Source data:
************

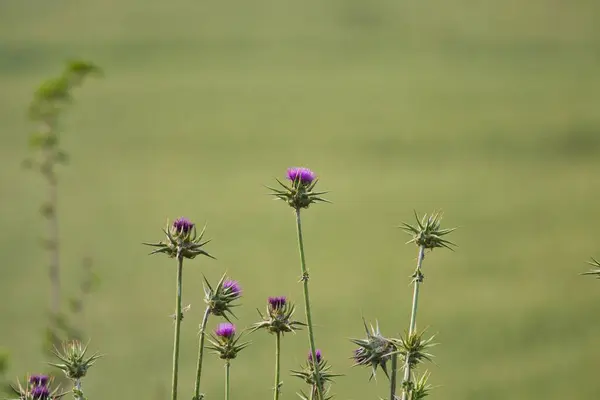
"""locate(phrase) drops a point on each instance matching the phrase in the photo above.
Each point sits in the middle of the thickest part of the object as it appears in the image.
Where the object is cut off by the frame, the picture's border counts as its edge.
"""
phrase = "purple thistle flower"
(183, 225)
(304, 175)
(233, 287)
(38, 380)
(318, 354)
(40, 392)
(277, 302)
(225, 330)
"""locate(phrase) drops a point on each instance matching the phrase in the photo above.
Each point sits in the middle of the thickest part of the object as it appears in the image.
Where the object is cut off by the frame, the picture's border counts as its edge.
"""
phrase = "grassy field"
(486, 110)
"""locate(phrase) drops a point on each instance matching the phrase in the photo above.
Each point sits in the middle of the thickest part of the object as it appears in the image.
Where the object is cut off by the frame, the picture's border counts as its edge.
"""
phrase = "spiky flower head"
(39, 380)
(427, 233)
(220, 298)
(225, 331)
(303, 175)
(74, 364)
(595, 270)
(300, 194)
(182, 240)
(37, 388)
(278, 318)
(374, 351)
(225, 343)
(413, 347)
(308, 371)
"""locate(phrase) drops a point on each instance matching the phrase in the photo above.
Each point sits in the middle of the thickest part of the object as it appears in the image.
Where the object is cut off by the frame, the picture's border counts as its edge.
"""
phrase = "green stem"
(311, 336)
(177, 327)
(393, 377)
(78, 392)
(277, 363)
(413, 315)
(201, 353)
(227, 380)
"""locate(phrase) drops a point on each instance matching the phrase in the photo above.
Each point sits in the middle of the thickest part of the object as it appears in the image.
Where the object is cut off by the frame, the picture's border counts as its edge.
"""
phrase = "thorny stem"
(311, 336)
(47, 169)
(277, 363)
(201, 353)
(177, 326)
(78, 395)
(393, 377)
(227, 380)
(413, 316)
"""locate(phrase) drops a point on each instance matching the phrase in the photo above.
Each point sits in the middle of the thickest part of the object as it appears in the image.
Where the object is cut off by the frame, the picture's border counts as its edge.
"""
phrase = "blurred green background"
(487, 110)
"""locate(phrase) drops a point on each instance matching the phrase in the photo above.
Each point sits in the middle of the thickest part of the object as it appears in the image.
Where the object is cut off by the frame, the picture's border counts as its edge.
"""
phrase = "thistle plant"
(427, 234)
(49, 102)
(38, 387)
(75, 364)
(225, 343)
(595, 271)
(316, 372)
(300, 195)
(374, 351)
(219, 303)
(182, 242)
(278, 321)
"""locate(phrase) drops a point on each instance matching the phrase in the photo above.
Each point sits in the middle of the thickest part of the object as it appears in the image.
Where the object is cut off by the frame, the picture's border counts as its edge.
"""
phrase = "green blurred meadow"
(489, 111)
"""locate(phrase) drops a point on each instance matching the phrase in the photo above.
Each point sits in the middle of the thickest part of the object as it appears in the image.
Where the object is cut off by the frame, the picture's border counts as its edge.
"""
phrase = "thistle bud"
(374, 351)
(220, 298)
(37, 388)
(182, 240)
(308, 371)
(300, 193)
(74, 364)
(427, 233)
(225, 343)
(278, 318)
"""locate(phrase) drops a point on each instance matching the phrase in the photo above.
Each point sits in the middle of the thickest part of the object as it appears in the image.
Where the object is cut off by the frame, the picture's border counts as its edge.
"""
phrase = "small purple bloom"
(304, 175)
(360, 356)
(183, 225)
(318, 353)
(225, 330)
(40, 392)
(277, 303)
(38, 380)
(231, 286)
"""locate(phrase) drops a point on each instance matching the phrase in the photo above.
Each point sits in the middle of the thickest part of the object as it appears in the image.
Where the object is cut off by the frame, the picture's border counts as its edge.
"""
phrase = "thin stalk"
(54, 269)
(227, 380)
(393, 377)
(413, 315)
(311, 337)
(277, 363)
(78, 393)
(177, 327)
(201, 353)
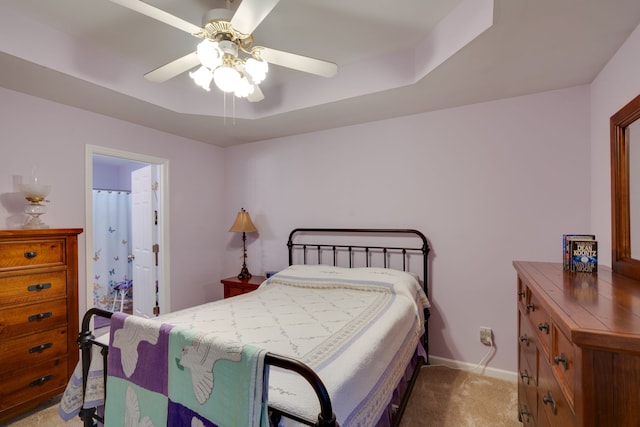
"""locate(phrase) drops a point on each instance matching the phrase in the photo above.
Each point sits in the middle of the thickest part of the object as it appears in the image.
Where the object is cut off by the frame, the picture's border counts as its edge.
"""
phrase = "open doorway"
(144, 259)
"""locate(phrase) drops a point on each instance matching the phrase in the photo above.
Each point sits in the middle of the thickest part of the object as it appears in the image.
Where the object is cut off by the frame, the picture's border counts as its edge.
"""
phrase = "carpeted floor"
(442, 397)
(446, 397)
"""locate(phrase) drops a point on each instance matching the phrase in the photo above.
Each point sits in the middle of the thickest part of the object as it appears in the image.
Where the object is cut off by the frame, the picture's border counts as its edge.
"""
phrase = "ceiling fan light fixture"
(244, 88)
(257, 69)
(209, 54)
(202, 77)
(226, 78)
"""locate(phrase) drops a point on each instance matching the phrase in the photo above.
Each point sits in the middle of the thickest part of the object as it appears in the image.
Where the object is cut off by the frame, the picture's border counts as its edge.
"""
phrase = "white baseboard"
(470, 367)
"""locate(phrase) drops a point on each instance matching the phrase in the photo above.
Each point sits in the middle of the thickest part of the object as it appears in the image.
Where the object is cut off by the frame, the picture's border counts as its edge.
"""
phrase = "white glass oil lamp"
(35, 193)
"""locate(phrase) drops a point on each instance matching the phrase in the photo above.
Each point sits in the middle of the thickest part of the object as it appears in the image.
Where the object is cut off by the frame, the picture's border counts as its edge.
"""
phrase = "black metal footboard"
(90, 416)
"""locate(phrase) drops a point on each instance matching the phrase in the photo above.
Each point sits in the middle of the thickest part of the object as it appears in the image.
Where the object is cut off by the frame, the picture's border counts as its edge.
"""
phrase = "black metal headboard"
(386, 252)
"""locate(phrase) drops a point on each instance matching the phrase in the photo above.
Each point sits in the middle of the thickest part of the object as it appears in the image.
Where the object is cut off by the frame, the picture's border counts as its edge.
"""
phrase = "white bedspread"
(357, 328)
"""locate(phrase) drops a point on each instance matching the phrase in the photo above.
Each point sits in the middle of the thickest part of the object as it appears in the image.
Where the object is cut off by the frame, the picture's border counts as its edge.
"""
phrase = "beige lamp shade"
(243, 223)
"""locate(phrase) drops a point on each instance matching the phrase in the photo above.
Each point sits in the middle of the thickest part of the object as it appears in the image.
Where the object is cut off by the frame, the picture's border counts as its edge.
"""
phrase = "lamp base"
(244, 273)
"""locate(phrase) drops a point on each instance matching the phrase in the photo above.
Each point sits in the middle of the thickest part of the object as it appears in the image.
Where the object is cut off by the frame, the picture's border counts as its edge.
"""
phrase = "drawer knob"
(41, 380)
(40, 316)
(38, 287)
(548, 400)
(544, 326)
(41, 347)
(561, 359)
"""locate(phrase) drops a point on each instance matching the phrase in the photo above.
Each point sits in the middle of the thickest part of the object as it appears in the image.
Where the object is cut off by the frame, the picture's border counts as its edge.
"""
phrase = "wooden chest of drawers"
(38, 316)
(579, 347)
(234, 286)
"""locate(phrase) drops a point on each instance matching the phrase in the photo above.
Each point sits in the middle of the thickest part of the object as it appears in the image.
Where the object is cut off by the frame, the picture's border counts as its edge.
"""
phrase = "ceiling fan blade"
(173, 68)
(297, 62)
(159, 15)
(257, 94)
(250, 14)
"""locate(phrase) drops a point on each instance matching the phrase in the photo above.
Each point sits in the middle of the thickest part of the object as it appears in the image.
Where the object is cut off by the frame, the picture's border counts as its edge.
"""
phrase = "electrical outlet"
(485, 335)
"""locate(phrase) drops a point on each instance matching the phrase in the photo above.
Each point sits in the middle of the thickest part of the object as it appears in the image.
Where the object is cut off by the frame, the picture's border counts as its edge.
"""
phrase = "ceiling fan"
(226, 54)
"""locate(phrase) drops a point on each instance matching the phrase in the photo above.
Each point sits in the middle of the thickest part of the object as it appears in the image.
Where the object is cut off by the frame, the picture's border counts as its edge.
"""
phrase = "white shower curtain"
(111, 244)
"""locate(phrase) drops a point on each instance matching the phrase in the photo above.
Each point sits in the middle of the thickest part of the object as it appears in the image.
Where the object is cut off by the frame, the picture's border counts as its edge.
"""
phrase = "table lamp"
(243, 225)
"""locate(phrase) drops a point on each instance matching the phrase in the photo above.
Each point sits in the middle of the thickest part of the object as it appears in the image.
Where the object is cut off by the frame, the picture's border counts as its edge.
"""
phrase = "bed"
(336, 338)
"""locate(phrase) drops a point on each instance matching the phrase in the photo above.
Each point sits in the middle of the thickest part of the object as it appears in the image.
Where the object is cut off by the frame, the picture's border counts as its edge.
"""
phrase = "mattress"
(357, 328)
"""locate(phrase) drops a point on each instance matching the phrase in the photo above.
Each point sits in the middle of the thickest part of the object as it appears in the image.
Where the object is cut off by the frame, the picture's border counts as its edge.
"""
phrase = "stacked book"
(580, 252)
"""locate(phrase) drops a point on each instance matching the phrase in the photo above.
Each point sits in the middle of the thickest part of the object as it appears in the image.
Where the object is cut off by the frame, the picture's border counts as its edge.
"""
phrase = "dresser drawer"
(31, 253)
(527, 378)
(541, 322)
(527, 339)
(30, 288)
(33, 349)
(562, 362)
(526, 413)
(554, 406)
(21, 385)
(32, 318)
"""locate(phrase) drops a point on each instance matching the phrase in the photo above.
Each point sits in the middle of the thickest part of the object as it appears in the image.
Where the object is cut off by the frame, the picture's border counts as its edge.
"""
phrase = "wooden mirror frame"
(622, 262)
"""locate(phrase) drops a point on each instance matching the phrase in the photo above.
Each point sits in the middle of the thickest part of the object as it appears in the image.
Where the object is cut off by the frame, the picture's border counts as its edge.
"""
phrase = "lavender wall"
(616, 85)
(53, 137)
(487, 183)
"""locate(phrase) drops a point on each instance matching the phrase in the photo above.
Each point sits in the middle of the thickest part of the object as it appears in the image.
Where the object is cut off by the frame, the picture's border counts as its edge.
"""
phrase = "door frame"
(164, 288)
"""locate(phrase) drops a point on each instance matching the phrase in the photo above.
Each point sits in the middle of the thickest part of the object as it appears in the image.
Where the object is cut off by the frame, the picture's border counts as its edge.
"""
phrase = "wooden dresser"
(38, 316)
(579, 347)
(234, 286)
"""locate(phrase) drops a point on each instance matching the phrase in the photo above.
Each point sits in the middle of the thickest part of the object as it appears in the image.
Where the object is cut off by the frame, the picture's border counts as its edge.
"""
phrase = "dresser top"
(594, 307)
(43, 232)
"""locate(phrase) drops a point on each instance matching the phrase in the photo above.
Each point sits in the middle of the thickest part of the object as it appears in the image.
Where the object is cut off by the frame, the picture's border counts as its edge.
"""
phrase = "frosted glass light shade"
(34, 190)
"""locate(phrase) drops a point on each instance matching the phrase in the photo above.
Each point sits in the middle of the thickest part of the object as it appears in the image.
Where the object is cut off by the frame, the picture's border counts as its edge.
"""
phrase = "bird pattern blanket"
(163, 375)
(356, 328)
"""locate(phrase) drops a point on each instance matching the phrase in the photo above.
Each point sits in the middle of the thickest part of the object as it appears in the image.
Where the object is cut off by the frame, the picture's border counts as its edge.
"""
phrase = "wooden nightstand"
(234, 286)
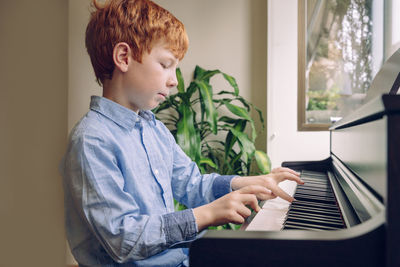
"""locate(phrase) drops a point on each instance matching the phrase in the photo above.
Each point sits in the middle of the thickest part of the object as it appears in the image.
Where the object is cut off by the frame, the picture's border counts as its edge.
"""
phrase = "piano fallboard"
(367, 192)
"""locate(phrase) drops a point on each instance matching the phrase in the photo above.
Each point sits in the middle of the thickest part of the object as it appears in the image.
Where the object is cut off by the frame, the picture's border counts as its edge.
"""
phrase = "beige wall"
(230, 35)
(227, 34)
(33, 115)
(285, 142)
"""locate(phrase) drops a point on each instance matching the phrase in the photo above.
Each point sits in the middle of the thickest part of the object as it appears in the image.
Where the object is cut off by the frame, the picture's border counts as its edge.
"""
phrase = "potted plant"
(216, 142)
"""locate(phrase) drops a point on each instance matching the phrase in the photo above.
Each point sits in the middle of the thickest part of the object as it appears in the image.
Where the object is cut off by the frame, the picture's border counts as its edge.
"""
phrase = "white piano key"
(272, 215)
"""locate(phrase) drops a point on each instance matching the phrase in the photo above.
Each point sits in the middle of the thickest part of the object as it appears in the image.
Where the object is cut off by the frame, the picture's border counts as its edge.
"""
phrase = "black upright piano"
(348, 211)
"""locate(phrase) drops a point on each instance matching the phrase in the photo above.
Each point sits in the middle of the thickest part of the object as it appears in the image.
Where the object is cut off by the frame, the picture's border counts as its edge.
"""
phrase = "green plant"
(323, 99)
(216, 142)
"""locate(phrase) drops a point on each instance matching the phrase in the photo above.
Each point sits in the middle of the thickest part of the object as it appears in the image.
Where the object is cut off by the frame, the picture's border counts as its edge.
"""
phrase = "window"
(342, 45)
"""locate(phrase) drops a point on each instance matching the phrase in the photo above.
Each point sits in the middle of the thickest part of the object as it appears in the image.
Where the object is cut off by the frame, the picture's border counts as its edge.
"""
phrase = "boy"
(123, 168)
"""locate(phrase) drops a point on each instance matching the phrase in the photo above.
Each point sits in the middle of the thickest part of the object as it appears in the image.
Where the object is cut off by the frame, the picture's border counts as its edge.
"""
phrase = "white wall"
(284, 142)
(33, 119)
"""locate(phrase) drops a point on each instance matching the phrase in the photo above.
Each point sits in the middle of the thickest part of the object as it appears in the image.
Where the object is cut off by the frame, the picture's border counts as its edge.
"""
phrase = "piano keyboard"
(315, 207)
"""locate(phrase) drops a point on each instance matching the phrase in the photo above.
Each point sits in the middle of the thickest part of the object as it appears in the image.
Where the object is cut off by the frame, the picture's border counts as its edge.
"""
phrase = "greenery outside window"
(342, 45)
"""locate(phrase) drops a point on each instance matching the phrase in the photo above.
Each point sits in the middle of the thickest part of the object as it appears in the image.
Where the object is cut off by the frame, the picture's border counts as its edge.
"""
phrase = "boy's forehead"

************

TASK DETAILS:
Which lines above contain the word "wooden"? Pick out each such line and copy it in full, treating uppercase and lowercase as different.

THE REPLY:
phrase = "wooden chest of drawers"
phrase = "wooden mirror frame"
phrase = "wooden dresser"
phrase = "wooden nightstand"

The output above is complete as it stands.